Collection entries

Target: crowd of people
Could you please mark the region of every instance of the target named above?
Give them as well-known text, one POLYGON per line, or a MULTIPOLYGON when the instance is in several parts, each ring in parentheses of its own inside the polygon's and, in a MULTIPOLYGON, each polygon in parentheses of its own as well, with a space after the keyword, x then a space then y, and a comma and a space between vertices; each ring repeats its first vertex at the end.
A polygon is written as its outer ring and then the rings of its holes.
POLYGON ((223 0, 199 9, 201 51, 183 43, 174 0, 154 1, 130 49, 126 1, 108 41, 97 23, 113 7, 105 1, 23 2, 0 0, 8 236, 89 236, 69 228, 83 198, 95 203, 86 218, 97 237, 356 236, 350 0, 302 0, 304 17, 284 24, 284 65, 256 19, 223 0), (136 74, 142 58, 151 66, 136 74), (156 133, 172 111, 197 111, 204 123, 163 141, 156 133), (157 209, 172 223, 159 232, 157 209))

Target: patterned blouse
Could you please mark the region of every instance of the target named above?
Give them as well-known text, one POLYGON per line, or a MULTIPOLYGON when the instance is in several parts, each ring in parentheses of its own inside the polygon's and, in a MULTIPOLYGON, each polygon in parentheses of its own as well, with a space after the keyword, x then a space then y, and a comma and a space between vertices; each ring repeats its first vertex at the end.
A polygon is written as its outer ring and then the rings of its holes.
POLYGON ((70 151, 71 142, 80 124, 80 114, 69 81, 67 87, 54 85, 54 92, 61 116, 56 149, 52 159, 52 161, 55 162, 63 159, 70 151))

■ Task prompt
Rewrite the rows above, substituting "Well-Known Text (WKT)" for every "well-known text" and leaving everything else unchanged.

■ Completed task
Target: crowd of people
Could you please mark the region of every instance of the target named above?
Give them as Well-Known Text (WKT), one POLYGON per line, or a MULTIPOLYGON when the instance is in several parts, each ring in parentheses of its own inside the polygon's and, in a MULTIPOLYGON, each polygon in parentheses of its own as well, with a space after the keyword, x then a space then y, and a comma and a space between vertices; each ring repeats its first vertex at the end.
A polygon is written as its outer ring and then the rings of its holes.
POLYGON ((223 0, 199 9, 201 51, 183 43, 174 0, 154 1, 130 49, 126 1, 108 41, 97 23, 113 7, 105 1, 23 2, 0 0, 8 236, 89 236, 69 228, 83 198, 95 203, 86 218, 97 237, 356 236, 350 0, 302 0, 304 17, 284 24, 284 65, 256 19, 223 0), (136 74, 142 58, 151 66, 136 74), (156 133, 172 111, 197 111, 204 123, 163 141, 156 133), (157 209, 172 223, 159 232, 157 209))

Target: patterned blouse
Could you please mark the region of every instance of the target named above?
Give them as Well-Known Text (WKT), one POLYGON per line, or a MULTIPOLYGON when the instance is in several parts, each ring in parentheses of its own inside the polygon's and, in a MULTIPOLYGON, each polygon in parentheses of its own as well, with a space after the keyword, x then a space then y, and a comma and a space between vertices; each ring repeats its first vertex at the end.
A polygon is written as its outer ring and then the rings of its holes.
POLYGON ((70 151, 71 142, 80 124, 80 114, 69 81, 67 87, 54 85, 54 92, 61 116, 56 149, 52 159, 52 161, 55 162, 63 159, 70 151))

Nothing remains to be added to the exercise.